Desafio 1: Quais são todas as pessoas mencionadas pelo nome no texto sobre pensamento crítico?
Desafio 2: Transcreva um trecho do texto sobre pensamento crítico, começando nas palavras "Começo este artigo" e parando depois de "todos os dias.".

Texto de origem:
——

Começo este artigo socorrendo-me de duas citações de eminentes figuras da história universal:

“Quando todos pensam da mesma maneira, é porque ninguém está a pensar”.  (Walt Lippmann)

“Reserve o seu direito de pensar, mesmo pensar errado é melhor do que não pensar”. (Hipátia de Alexandria)

Um dos primeiros filósofos a usar a expressão "Critical Thinking" como título de um livro de lógica foi Max Black (1946). Outros autores preferiram títulos como "A arte de raciocinar", "Lógica prática", "Lógica aplicada" e muitos outros títulos, ou usaram ainda a expressão "Lógica Informal". O pensamento crítico tem hoje como objectivo evitar as pressões sociais que levam a estandardização e ao conformismo, assim, o pensador crítico procura entender como reconhecer e atenuar ou evitar distintos equívocos aos quais é submetido todos os dias. 

O pensamento crítico foi sempre uma pedra angular no caminho de desenvolvimento da humanidade: o pensamento crítico apareceu muito antes de que a escola tivesse sido inventada e está na base da própria civilização. Neste sentido, o interesse pelo estudo do pensamento, como objecto de investigação, não é uma ideia recente. Para Dewey, o verdadeiro precursor do pensamento crítico do século XX, o desenvolvimento do pensamento crítico deve ser objectivo fundamental da educação.

 A juízo da Professora Doutora Arlinda da Conceição Francisco, docente da ISCED Sumbe que defendeu a sua tese de doutoramento sobre o assunto (Pensamento Critico), “pensar criticamente implica seguir a linha das evidências até onde elas levem a pessoa a ter em conta todas as possibilidades, confiar mais na razão do que na emoção, ser precisos, considerar toda a gama de possíveis pontos de vista e explicações, balancear os efeitos das possíveis motivações e prejuízos, estar mais interessados em encontrar a verdade do que de ter a razão, não rechaçar nenhum ponto de vista ainda que sejam impopulares, estar conscientes de todas as atitudes individuais, actos e acções para impedir que influam nos juízos pessoais e da geopolítica identitária e cultural”, nos desafia a uma interação consciente, lúcida e criativa. As soluções de ontem, e até as de hoje, têm procurado responder, com cada vez maior dificuldade, às questões complexas que enfrentamos. Experimentamos hoje, porém, oportunidades únicas de desenvolvimento técnico e científico e de encontro entre todos os seres humanos.

——

Material fornecido:
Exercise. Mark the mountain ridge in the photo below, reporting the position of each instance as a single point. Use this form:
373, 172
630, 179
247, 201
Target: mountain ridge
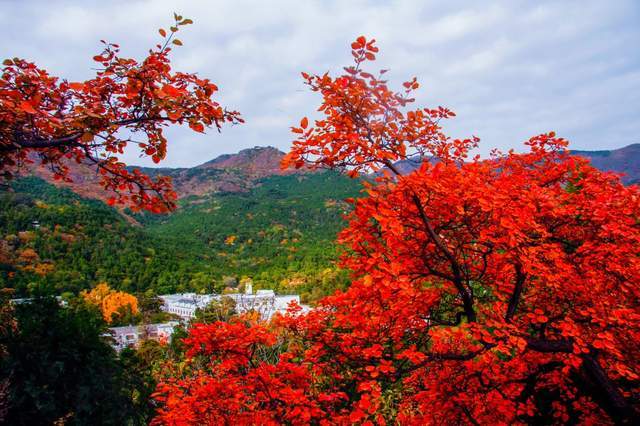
241, 171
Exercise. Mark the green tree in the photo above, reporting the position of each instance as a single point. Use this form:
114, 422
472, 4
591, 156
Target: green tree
61, 368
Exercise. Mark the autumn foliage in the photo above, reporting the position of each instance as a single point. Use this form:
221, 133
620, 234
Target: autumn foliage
53, 121
112, 303
495, 291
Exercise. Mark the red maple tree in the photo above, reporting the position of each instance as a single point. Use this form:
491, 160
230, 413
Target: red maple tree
53, 121
495, 291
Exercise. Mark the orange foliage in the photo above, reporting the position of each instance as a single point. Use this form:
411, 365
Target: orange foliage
110, 302
499, 291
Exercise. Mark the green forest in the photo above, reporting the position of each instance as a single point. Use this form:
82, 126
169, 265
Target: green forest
281, 234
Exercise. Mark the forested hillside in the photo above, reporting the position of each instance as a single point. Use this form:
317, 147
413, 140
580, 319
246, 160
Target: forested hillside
280, 233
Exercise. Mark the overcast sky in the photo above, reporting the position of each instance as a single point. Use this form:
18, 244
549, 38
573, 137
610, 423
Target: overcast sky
509, 69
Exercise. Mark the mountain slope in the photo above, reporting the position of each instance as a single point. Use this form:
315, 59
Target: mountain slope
624, 160
280, 233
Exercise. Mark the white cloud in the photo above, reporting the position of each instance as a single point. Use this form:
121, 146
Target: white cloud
510, 69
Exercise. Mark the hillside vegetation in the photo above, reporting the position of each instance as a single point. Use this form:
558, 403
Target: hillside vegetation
280, 233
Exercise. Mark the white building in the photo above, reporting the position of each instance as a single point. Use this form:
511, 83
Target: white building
130, 336
265, 302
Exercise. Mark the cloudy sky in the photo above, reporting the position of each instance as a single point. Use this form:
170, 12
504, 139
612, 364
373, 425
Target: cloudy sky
509, 69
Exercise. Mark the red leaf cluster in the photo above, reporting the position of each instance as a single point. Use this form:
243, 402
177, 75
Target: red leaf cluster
127, 102
496, 291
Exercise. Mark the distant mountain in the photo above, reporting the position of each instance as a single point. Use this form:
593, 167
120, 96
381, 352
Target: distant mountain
242, 171
624, 160
226, 173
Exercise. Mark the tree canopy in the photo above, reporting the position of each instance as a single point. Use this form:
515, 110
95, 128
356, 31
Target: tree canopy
52, 121
485, 291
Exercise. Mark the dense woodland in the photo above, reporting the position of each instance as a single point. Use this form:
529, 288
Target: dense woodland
474, 291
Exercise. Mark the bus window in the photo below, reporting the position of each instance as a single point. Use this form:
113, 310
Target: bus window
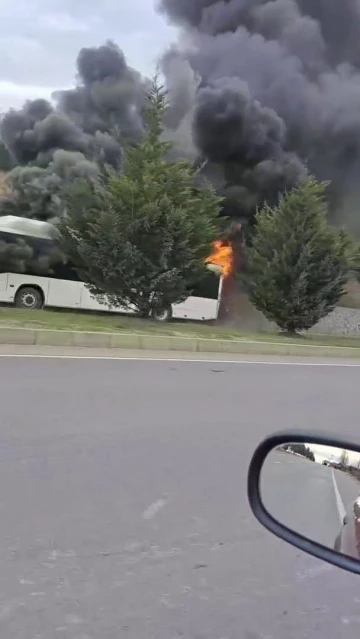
208, 287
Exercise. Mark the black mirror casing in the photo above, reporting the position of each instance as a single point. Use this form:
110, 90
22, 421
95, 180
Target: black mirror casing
268, 521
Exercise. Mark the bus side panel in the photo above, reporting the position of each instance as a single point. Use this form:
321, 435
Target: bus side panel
5, 292
16, 280
90, 303
63, 293
197, 309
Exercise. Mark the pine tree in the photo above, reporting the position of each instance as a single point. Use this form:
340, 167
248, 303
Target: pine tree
140, 238
296, 265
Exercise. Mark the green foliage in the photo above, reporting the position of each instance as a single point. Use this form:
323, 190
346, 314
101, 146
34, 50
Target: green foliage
296, 265
139, 238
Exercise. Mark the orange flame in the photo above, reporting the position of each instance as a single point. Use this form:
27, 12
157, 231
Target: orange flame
222, 255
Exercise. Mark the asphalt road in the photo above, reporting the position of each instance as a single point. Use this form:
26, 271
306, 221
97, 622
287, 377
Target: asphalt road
301, 495
123, 505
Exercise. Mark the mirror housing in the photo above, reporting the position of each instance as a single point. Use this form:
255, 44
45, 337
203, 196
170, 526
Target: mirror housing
280, 439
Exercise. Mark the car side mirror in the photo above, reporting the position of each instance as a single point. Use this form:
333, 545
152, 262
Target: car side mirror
309, 504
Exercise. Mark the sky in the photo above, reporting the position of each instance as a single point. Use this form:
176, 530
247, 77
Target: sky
40, 39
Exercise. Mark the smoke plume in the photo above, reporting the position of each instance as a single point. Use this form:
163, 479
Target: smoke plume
261, 92
278, 94
53, 145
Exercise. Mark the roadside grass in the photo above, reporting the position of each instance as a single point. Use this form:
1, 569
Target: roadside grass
114, 323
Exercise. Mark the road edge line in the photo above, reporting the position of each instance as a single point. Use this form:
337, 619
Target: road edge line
339, 502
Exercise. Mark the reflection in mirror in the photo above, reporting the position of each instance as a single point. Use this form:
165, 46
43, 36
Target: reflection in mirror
315, 491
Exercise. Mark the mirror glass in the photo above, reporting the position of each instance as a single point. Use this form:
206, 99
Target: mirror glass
315, 491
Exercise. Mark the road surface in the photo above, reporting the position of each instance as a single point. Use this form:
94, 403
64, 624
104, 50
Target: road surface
123, 505
301, 495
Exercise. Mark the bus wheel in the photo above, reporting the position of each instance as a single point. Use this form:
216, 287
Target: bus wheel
161, 314
28, 297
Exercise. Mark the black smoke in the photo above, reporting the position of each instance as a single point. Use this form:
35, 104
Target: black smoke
51, 145
277, 95
261, 91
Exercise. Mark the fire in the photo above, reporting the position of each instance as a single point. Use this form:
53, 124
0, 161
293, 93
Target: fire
222, 255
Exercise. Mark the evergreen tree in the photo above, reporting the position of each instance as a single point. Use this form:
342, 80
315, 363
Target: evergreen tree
296, 265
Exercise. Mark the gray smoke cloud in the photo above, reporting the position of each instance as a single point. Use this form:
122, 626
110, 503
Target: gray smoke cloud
52, 145
278, 94
261, 92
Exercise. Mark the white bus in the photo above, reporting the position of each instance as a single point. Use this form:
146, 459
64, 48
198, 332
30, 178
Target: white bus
63, 289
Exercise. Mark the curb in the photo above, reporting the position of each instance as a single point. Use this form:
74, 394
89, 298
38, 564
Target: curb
134, 341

——

Resposta escrita 1: Walt Lippmann, Hipátia de Alexandria, Max Black, Dewey e Arlinda da Conceição Francisco.

Resposta escrita 2:
Começo este artigo socorrendo-me de duas citações de eminentes figuras da história universal:

“Quando todos pensam da mesma maneira, é porque ninguém está a pensar”.  (Walt Lippmann)

“Reserve o seu direito de pensar, mesmo pensar errado é melhor do que não pensar”. (Hipátia de Alexandria)

Um dos primeiros filósofos a usar a expressão "Critical Thinking" como título de um livro de lógica foi Max Black (1946). Outros autores preferiram títulos como "A arte de raciocinar", "Lógica prática", "Lógica aplicada" e muitos outros títulos, ou usaram ainda a expressão "Lógica Informal". O pensamento crítico tem hoje como objectivo evitar as pressões sociais que levam a estandardização e ao conformismo, assim, o pensador crítico procura entender como reconhecer e atenuar ou evitar distintos equívocos aos quais é submetido todos os dias.